• THINGS TO DO:
1 > Rewrite the passage on Hungarian Pictures from "1931 suite for" through "1908 and 1911.", with "Bartók Béla" put in place of "Béla Bartók".
2 > Carry on the passage on Hungarian Pictures from the point where it stops.

• SELECTED EXTRACT:
1931 suite for orchestra by Béla Bartók

Hungarian Pictures, sometimes also referred to as Hungarian Sketches, Sz. 97, BB 103 (Magyar képek) is a suite for orchestra by Hungarian composer Béla Bartók finished in 1931. The suite consists of orchestrations of earlier short pieces for piano composed between 1908 and 1911.

== Composition ==

The original piano pieces were created during Bartók's journey around Romania and Hungary when he started collecting and arranging folk music that further transformed his somewhat Lisztian early style into the style he came to develop. Therefore, many of the compositions from this period were either based on folk music or created from scratch with a reasonable resemblance to folk music. However, neither money nor widespread fame would be plentiful in his lifetime, as he had to struggle with moderate opposition in his country to his modern style and some of his major works, such as The Miraculous Mandarin, being banned for years.

From the 1930s onwards, Bartók started arranging some of his piano music for orchestral concert performances with the expressed intent of making money out of it. This was the case of his Transylvanian Dances, arranged from his Sonatina, and this set, which takes five pieces from works created two decades earlier.

• DATASET:
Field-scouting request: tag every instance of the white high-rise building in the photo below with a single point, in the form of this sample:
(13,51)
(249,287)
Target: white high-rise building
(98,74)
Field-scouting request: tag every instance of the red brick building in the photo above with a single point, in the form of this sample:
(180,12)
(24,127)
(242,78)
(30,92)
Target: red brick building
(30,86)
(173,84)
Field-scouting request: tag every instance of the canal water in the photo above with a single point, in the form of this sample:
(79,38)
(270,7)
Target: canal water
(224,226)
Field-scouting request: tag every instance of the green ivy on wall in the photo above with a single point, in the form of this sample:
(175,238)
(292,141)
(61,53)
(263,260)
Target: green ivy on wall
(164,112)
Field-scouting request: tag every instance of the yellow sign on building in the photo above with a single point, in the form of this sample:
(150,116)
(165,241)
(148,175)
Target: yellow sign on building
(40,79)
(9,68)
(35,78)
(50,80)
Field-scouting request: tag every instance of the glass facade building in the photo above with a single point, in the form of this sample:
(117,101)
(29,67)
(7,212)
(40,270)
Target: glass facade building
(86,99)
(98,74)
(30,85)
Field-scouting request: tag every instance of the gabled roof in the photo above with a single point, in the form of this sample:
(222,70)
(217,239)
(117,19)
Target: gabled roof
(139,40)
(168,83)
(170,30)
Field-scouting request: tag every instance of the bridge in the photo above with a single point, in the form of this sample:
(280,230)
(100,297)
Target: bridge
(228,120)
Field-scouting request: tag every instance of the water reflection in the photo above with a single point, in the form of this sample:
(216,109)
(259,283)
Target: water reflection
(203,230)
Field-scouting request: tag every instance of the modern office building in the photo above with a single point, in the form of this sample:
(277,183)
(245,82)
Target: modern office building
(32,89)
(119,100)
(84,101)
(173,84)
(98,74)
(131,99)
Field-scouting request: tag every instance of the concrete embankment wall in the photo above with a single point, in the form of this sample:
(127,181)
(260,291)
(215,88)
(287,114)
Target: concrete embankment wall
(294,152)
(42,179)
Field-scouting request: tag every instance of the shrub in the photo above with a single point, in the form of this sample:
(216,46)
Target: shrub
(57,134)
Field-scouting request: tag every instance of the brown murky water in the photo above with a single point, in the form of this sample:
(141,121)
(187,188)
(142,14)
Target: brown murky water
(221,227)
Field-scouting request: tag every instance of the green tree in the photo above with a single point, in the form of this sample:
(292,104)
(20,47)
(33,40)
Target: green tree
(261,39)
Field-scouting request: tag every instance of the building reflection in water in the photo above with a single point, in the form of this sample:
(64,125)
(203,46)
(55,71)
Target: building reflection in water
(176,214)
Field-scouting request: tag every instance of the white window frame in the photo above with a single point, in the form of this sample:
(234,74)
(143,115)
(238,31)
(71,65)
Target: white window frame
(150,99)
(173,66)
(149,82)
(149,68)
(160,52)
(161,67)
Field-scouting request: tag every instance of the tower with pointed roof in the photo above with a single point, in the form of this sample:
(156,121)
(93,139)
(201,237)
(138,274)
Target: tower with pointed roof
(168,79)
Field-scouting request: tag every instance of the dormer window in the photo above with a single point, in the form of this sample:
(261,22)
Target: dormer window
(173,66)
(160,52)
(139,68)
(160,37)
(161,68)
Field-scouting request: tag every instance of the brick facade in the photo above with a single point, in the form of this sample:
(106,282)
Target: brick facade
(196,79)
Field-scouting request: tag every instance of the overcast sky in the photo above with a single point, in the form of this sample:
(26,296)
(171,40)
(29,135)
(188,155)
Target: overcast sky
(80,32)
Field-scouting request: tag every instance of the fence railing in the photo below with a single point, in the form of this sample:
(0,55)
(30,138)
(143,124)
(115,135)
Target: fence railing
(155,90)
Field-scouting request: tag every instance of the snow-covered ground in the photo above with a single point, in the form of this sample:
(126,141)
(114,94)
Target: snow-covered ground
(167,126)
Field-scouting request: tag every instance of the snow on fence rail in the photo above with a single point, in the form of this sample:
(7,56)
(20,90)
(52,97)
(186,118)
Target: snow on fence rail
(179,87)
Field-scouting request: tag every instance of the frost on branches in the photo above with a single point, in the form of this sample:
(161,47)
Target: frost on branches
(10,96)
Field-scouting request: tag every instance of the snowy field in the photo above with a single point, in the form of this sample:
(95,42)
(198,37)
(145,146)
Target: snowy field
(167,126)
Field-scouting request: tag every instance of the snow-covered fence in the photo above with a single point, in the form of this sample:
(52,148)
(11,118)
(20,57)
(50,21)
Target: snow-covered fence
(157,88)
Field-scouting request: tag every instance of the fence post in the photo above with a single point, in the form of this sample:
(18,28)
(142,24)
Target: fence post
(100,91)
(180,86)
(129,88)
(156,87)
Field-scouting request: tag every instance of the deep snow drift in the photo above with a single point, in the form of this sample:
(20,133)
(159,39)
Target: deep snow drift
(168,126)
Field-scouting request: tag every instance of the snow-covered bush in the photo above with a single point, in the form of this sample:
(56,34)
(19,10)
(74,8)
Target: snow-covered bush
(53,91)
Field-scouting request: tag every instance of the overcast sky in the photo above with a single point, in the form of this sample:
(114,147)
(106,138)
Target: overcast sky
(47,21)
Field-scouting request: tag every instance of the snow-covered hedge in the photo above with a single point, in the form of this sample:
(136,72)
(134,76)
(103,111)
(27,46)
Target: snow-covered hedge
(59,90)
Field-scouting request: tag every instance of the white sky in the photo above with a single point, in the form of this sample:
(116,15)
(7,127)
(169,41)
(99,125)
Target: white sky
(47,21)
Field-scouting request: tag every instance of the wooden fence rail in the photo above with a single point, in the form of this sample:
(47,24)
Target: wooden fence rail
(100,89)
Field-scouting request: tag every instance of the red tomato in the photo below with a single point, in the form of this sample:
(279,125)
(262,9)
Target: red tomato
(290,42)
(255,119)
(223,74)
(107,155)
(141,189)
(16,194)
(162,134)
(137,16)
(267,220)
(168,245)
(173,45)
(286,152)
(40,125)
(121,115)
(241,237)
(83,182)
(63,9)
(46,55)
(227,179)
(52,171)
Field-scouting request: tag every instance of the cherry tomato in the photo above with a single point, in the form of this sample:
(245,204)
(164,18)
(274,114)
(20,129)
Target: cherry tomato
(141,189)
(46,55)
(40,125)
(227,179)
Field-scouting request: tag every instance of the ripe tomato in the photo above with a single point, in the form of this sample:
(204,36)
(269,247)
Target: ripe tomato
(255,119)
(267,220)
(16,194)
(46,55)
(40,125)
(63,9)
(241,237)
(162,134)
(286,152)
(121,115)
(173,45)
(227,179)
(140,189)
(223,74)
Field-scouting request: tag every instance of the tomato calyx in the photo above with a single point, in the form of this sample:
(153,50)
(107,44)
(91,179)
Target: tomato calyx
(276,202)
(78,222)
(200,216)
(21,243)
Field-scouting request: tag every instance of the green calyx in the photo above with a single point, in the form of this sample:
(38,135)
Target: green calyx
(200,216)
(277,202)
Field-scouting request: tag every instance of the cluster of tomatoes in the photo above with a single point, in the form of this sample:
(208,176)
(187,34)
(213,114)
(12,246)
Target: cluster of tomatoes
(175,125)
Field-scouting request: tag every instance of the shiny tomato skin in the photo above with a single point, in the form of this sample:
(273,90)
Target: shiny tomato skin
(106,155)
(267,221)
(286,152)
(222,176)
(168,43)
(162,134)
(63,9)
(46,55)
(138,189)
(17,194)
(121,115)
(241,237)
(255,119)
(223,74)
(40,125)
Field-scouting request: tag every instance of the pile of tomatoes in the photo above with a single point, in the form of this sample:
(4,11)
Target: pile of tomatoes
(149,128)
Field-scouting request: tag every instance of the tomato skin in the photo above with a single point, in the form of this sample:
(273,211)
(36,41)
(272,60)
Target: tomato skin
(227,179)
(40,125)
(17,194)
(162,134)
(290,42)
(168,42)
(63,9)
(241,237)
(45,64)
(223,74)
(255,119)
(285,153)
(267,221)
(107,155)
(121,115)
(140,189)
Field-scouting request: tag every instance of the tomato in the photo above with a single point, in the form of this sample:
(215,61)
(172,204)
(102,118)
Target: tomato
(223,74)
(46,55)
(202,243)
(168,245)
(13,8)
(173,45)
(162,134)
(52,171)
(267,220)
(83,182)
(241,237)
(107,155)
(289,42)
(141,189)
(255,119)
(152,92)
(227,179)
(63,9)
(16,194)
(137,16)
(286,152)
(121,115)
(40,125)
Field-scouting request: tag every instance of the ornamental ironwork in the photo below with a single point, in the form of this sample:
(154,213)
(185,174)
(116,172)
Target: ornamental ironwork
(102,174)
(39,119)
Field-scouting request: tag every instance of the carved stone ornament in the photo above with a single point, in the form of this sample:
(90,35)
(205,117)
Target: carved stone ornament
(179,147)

• RESULTS:
1 >
1931 suite for orchestra by Bartók Béla

Hungarian Pictures, sometimes also referred to as Hungarian Sketches, Sz. 97, BB 103 (Magyar képek) is a suite for orchestra by Hungarian composer Bartók Béla finished in 1931. The suite consists of orchestrations of earlier short pieces for piano composed between 1908 and 1911.

2 >
The set was completed in August 1931 in Mondsee. Pieces 1, 2, 3 and 5 were premiered in Budapest by the Budapest Concert Orchestra under Massimo Freccia on January 24, 1932. The first complete performance of the whole suite took place two years later, on November 26, 1934, with Heinrich Laber conducting the Philharmonic Society Orchestra. It was eventually published by Editio Musica Budapest in 1983 and arranged for wind quintet by Christopher Sears in 1985.

== Music ==

The suite consists of five movements and has a duration of 12 minutes. The movement list is as follows:

Even though all of the pieces sound like folk melodies, only the last one in the set uses genuine folk material. The suite follows a common practice by Bartók: using a slow central movement surrounded by two scherzos.

The score calls for the following instruments: two flutes, piccolo, two oboes, two clarinets and bass clarinet, two bassoons, two horns, two trumpets, two trombones, tuba, timpani, percussion (xylophone, triangle, side drum, snare drum, cymbals, and bass drum), harp, and a string section.